What the task asks - Could you rewrite the data from the line that contains "For this evaluation, locate the hartebeest" through the end of the data, requests included, adding -31 to every coordinate in the answers?

Material -
::::::
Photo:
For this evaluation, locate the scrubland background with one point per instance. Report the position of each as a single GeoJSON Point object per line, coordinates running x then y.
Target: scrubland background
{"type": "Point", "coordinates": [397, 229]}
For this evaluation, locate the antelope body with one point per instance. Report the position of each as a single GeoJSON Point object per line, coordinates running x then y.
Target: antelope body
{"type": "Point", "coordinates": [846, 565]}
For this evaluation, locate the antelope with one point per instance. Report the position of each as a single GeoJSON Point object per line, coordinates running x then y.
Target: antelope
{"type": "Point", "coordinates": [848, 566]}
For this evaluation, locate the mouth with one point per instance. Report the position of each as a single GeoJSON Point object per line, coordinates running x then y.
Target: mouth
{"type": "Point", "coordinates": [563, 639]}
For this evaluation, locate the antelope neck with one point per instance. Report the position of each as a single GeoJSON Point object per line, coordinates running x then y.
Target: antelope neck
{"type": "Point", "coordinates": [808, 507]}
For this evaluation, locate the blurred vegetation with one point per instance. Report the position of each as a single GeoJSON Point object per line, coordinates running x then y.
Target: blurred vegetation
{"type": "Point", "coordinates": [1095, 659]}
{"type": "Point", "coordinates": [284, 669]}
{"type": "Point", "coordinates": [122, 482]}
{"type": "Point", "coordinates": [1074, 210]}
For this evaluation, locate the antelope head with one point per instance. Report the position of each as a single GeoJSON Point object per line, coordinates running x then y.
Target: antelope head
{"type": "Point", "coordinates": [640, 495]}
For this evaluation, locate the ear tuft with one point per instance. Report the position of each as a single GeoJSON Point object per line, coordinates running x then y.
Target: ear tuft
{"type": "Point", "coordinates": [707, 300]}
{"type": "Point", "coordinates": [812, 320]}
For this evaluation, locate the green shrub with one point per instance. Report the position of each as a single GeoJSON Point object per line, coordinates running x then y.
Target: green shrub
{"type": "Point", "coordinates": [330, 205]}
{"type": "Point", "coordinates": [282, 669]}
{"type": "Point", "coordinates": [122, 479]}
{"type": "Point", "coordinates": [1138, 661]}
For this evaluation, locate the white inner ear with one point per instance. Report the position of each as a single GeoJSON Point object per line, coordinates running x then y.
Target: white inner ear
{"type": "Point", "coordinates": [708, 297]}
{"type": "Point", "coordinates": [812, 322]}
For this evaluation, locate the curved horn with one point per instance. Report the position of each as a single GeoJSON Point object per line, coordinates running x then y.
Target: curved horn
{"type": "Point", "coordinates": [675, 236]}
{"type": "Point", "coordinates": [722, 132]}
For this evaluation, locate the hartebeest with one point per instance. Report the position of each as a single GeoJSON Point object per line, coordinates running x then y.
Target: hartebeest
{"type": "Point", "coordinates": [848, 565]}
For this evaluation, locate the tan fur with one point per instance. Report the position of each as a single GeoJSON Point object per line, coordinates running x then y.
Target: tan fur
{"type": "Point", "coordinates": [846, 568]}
::::::
Exercise solution -
For this evaluation, locate the hartebeest with one point per instance. Report the position of each as a single GeoJSON Point object per line, coordinates running x then y.
Target: hartebeest
{"type": "Point", "coordinates": [817, 534]}
For this evaluation, locate the tan fur with one point per instance. Report the position of each as a single GeoJSON Point object per line, coordinates running x then y.
Target: tan fur
{"type": "Point", "coordinates": [815, 537]}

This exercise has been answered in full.